Quote word for word the lines of data starting at the line containing "Where can you see the paved" and ending at the line containing "column 241, row 1178", with both of those lines included.

· · · · ·

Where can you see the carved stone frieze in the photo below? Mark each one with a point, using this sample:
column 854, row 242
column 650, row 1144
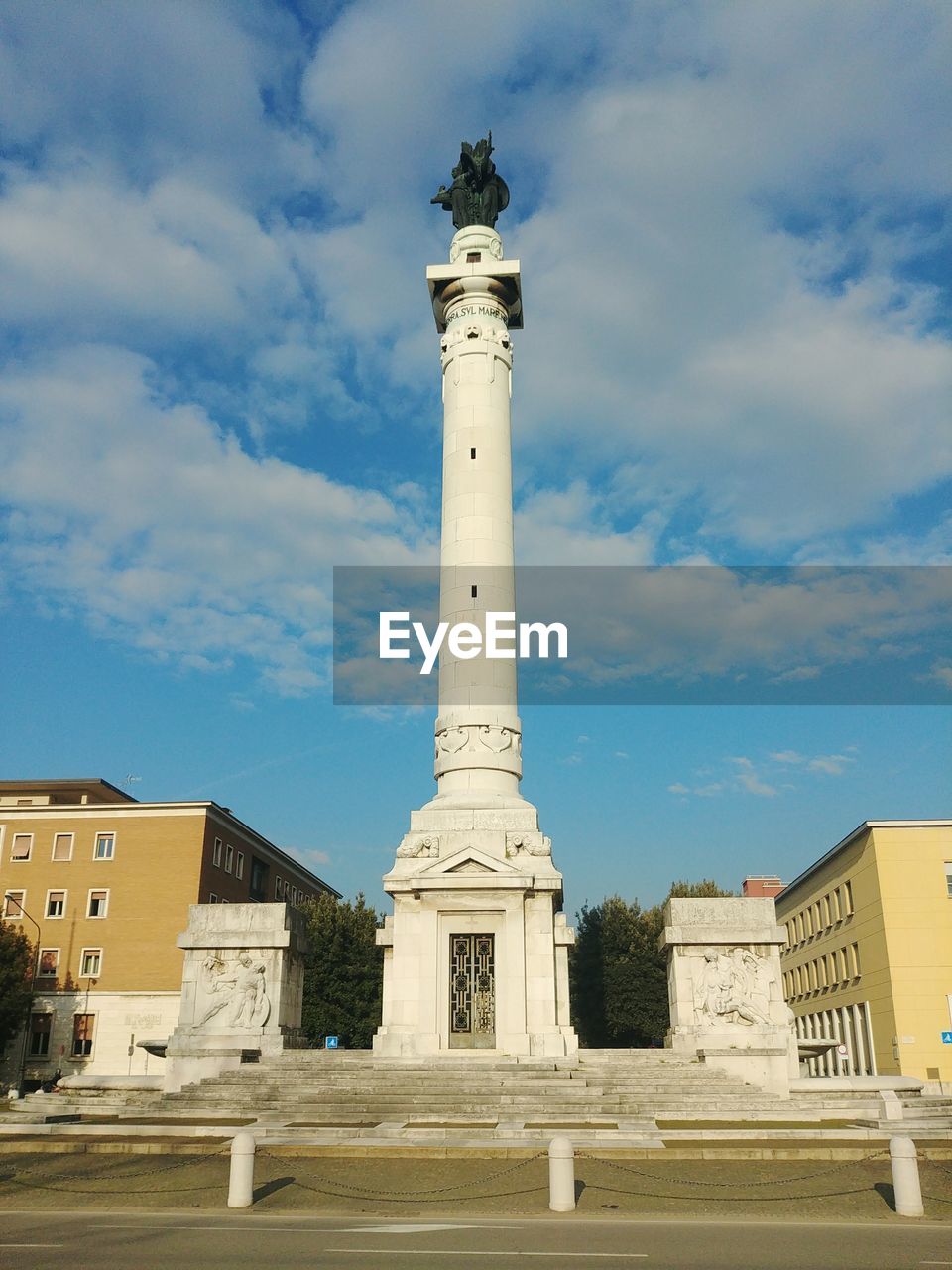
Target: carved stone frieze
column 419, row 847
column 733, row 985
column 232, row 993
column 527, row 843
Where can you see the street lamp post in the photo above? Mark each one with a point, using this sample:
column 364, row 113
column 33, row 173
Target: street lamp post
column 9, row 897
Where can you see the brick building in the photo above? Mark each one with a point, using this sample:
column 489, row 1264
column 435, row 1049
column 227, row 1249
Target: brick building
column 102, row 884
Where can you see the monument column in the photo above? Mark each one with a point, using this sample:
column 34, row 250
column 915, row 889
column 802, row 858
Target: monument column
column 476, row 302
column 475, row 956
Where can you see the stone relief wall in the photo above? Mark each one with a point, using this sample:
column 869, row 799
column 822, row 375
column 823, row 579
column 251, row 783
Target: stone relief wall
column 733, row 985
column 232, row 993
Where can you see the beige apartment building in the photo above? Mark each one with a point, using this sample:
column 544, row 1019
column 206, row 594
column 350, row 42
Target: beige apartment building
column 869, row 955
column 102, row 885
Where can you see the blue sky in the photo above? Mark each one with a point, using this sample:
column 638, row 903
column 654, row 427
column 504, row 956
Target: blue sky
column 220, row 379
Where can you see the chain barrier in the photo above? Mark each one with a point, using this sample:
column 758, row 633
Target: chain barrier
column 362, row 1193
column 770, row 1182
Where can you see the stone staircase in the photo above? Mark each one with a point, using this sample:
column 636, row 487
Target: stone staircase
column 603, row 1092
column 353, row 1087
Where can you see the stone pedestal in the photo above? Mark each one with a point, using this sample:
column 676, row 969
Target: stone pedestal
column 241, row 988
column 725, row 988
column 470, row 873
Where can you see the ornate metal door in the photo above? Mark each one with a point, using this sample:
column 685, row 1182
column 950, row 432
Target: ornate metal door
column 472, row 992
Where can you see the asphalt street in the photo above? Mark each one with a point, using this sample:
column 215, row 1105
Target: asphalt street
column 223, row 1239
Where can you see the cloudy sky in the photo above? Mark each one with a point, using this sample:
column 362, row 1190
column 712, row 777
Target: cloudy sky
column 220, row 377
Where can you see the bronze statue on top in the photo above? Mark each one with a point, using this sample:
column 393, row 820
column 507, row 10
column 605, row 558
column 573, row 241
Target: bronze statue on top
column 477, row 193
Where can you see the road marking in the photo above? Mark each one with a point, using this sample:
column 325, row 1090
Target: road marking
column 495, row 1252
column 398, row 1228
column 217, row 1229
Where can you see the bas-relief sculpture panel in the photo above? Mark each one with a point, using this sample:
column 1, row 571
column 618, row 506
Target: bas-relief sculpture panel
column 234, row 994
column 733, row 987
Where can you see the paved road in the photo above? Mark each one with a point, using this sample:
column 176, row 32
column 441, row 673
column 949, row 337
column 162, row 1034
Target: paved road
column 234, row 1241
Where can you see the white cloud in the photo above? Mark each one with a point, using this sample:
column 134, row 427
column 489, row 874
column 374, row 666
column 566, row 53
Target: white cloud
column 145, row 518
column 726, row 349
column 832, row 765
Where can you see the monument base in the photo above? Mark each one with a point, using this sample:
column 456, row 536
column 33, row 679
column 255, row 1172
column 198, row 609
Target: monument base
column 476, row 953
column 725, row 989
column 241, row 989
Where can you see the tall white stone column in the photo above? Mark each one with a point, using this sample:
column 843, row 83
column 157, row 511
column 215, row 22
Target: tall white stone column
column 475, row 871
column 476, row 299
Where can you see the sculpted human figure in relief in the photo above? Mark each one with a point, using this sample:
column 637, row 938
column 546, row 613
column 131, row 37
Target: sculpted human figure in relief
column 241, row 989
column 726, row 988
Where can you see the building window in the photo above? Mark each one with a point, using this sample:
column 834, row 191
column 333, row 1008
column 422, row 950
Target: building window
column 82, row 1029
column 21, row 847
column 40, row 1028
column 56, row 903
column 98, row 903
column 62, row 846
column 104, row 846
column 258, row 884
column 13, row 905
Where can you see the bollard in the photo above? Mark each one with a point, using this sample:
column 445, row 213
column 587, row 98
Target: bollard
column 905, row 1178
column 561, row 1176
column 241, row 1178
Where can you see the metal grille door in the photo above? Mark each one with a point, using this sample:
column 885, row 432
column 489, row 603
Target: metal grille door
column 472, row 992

· · · · ·

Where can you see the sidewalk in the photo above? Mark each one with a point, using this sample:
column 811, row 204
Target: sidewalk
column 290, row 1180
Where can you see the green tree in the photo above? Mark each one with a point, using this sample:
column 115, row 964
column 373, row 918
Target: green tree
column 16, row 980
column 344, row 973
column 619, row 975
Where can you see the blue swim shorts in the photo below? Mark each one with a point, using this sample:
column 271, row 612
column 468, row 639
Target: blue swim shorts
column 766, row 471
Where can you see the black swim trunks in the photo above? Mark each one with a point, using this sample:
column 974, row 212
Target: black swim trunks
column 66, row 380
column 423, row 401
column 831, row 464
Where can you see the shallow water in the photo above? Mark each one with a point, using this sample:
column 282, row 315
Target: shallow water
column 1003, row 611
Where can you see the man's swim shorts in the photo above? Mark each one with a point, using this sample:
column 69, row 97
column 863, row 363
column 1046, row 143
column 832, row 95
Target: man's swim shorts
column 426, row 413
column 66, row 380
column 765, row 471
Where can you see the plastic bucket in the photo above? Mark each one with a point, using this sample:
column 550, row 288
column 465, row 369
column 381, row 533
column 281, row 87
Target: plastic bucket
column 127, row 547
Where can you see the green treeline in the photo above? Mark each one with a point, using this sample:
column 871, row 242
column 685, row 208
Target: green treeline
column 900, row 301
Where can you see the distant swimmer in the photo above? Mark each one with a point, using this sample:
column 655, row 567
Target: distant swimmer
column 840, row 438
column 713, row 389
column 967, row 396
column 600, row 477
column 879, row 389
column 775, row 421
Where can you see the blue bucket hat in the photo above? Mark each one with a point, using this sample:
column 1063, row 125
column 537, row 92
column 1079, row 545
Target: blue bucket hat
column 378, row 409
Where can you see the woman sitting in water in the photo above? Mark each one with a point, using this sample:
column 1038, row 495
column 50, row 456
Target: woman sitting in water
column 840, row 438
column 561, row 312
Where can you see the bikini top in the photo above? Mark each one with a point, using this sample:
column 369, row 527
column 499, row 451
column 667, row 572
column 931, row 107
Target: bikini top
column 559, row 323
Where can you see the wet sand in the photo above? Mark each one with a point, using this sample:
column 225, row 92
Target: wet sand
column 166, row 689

· · · · ·

> **SOLUTION TO THIS PROBLEM**:
Where can you see the paved road in the photo above? Mark each one with a point, using this sample:
column 176, row 32
column 441, row 673
column 949, row 337
column 162, row 1034
Target: paved road
column 234, row 1241
Where can you see the white cloud in the photo above? Mark each one with a point, using this sample:
column 134, row 427
column 489, row 874
column 374, row 666
column 566, row 53
Target: white cloud
column 145, row 518
column 726, row 349
column 832, row 765
Where can you see the monument base in the photo above? Mark each one with a point, using this sample:
column 456, row 536
column 33, row 679
column 255, row 1172
column 198, row 609
Target: monument base
column 476, row 953
column 725, row 989
column 241, row 989
Where can you see the tall white stone column in the photo above? Mark each one with a point, using this sample:
column 843, row 83
column 157, row 511
column 215, row 22
Target: tall white stone column
column 475, row 871
column 476, row 299
Where can you see the sculpted human figure in relief in the photo above? Mark each one with a point, using this sample:
column 637, row 938
column 546, row 613
column 131, row 37
Target: sculpted human figure in relief
column 241, row 989
column 726, row 988
Where can you see the building window in the photo above? Mark each one with a point, using this sample:
column 834, row 191
column 333, row 1008
column 422, row 950
Target: building window
column 82, row 1029
column 21, row 847
column 40, row 1028
column 56, row 903
column 98, row 903
column 62, row 846
column 104, row 846
column 258, row 884
column 13, row 905
Where can you see the bollard in the photo above? Mark each one with a point, using this sample:
column 445, row 213
column 587, row 98
Target: bollard
column 905, row 1178
column 561, row 1176
column 241, row 1178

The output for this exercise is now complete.